## [WORK REQUIRED]
When you come to the line with "the butterfly head", begin repeating; continue exactly through the final line of the records and include nothing from before.

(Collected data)

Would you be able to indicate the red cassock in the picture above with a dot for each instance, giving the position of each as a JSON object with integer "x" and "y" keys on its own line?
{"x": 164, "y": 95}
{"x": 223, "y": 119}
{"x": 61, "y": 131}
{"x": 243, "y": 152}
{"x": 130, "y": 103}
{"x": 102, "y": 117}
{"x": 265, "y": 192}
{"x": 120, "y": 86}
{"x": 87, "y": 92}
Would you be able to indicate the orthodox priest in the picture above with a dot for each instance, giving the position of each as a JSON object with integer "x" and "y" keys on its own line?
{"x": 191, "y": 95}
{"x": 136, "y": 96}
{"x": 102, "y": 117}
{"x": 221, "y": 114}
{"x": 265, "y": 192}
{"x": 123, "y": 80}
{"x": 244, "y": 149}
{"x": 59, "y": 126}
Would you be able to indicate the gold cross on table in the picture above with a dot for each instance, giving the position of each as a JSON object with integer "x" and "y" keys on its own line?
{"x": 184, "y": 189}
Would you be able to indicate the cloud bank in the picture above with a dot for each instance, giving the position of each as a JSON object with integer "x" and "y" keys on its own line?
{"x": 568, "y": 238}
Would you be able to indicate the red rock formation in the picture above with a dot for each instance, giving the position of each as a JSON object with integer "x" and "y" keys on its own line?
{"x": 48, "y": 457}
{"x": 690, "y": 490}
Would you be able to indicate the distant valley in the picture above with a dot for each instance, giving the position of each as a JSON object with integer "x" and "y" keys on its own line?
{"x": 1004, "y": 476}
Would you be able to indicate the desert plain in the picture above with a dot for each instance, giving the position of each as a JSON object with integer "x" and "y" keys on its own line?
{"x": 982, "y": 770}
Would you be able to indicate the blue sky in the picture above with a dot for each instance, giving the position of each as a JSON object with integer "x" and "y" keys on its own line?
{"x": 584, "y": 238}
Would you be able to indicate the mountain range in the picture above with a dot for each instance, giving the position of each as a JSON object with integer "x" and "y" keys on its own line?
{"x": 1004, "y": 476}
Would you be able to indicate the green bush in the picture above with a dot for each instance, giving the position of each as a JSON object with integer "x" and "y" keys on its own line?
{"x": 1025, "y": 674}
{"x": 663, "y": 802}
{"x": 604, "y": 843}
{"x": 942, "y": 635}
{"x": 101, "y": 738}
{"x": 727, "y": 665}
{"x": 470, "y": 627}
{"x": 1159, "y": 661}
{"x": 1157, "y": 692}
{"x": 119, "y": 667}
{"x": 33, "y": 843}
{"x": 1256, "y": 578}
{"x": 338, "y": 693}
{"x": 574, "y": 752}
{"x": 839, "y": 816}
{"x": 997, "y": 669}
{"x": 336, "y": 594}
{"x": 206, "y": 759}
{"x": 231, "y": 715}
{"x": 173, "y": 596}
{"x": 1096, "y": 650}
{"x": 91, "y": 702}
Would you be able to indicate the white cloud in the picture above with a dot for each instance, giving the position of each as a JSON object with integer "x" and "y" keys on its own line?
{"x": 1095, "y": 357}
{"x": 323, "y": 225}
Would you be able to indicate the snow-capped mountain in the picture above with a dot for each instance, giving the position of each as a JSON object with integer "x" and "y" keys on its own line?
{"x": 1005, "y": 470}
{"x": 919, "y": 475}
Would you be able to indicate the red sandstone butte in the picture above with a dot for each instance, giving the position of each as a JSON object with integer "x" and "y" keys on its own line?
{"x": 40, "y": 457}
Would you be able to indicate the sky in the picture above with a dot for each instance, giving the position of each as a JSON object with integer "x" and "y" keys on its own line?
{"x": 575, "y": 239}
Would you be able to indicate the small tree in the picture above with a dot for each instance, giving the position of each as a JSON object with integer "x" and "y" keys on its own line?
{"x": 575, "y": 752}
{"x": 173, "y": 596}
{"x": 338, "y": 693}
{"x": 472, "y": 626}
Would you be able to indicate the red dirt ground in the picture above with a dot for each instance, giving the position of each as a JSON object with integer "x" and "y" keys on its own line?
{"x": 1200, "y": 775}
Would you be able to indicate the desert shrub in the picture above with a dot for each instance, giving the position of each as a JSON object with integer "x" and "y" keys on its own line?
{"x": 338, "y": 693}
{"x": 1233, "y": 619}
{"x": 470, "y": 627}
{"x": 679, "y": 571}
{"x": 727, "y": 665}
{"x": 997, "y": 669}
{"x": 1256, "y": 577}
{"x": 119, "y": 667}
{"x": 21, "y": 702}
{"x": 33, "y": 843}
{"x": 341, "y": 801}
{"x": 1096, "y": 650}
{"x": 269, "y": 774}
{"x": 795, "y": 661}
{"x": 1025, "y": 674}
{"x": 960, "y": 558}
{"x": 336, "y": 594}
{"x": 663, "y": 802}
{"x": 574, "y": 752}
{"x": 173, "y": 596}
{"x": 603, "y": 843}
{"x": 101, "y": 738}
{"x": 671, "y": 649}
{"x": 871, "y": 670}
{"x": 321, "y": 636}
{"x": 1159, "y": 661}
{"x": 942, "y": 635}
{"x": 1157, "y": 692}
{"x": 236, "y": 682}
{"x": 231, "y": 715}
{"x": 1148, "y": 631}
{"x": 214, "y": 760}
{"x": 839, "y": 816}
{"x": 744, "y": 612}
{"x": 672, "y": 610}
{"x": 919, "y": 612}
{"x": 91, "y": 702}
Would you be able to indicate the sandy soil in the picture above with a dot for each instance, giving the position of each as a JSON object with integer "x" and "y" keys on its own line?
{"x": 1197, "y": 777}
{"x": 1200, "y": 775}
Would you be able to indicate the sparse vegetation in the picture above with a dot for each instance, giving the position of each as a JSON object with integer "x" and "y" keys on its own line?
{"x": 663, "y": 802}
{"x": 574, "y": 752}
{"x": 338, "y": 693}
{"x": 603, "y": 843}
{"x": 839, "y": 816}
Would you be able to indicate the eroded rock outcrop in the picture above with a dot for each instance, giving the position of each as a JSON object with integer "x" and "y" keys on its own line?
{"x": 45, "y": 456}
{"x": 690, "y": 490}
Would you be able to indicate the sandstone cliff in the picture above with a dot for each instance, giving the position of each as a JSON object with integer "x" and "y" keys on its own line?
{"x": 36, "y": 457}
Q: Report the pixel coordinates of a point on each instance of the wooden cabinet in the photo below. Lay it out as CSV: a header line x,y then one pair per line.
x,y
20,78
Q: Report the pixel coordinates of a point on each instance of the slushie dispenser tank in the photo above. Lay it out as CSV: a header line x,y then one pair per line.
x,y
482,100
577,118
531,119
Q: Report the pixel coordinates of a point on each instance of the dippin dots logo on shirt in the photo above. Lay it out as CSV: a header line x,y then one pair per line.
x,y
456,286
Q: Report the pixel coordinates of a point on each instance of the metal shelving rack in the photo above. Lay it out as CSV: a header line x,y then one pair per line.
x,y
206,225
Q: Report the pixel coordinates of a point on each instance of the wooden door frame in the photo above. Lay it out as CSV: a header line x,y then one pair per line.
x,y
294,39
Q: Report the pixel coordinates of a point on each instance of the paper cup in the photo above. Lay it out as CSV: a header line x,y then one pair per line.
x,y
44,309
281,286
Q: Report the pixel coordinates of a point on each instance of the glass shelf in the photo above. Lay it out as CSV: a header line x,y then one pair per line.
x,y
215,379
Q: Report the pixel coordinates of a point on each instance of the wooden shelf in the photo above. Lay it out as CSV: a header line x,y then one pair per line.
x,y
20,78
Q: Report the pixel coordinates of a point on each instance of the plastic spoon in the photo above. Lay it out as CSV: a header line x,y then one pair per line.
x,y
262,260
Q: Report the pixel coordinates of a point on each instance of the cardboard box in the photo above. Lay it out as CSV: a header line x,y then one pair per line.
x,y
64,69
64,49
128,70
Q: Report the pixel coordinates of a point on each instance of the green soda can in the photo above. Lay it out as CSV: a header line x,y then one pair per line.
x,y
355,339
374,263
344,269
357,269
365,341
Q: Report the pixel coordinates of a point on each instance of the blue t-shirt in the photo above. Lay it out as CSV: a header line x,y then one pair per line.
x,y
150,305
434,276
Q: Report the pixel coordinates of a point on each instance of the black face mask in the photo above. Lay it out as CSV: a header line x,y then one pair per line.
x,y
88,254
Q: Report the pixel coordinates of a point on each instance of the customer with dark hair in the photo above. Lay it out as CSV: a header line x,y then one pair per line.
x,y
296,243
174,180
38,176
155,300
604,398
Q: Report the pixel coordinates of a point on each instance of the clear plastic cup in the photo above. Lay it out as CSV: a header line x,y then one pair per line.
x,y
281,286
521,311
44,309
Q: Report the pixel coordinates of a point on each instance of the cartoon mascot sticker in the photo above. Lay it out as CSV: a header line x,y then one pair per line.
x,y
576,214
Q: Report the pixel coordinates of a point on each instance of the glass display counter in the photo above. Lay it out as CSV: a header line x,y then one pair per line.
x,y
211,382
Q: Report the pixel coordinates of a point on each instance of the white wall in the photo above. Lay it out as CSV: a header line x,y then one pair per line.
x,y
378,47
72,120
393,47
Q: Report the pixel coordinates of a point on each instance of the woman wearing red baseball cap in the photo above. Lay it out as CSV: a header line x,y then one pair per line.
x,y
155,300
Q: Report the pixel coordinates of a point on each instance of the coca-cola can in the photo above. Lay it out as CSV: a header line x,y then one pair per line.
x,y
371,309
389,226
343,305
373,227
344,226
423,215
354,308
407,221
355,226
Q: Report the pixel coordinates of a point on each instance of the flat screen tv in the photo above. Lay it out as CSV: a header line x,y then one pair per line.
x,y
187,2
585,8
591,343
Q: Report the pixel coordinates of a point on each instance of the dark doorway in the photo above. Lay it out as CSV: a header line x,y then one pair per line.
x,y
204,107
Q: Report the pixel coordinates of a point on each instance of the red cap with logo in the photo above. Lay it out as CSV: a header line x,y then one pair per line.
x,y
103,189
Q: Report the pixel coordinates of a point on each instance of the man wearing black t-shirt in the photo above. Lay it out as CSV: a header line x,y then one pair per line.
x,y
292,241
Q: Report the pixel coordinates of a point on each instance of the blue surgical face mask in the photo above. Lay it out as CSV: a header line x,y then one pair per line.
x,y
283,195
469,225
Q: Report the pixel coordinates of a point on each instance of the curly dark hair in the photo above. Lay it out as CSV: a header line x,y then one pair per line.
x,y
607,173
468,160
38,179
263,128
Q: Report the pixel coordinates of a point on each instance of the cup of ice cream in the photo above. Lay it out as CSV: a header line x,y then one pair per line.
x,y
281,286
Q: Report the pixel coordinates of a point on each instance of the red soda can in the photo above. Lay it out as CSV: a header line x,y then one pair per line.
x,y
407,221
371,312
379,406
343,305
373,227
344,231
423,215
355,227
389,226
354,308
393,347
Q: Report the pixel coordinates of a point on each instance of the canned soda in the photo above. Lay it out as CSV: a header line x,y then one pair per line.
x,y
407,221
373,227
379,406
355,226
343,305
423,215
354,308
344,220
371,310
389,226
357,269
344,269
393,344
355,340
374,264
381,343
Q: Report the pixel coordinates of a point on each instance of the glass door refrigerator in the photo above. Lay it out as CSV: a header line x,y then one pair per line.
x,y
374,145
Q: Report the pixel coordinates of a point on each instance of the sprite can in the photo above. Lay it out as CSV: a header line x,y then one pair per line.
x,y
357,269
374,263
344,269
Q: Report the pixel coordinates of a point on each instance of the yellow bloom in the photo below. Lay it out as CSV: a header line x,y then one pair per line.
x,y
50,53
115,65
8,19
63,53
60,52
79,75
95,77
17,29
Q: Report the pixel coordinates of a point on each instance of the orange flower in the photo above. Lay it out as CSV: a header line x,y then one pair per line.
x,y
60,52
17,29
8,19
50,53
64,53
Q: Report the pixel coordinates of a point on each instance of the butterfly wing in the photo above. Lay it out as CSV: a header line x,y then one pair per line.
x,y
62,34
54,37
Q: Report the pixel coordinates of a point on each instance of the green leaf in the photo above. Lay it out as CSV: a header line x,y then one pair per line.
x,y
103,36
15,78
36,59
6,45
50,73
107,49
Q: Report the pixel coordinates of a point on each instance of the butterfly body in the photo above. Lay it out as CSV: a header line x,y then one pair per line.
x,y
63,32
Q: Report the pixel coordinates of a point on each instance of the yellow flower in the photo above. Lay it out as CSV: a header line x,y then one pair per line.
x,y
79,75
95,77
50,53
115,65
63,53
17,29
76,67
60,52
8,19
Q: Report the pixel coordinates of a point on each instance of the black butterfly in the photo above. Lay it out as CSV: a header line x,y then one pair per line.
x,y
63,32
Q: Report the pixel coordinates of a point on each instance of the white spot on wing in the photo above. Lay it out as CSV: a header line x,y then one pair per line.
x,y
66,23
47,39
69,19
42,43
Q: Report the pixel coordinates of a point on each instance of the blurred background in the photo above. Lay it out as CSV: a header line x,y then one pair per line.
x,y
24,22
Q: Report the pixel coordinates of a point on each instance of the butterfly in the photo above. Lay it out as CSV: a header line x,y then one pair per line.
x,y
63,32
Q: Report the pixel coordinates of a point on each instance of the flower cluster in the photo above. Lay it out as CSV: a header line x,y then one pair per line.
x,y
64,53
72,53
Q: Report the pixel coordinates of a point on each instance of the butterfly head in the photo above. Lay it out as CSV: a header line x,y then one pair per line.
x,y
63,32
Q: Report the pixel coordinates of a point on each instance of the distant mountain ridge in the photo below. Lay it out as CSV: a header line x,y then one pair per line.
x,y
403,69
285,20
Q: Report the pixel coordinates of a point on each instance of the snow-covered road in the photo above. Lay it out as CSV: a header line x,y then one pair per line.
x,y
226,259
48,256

## [ANSWER SPACE]
Q: Report the pixel coordinates of a point on each instance of the butterfly head in the photo above. Lay it out as CSV: a header line x,y then one pair per line.
x,y
63,32
Q: Report the pixel coordinates of a point on each instance of the distant mountain ridge in the photo below. Lay it out as CSV: a header line x,y then one pair per line.
x,y
403,69
285,20
Q: Report the pixel coordinates of a point on each instance of the snow-covered road in the photo above. Lay it out as CSV: a header line x,y then one pair per line.
x,y
226,259
48,256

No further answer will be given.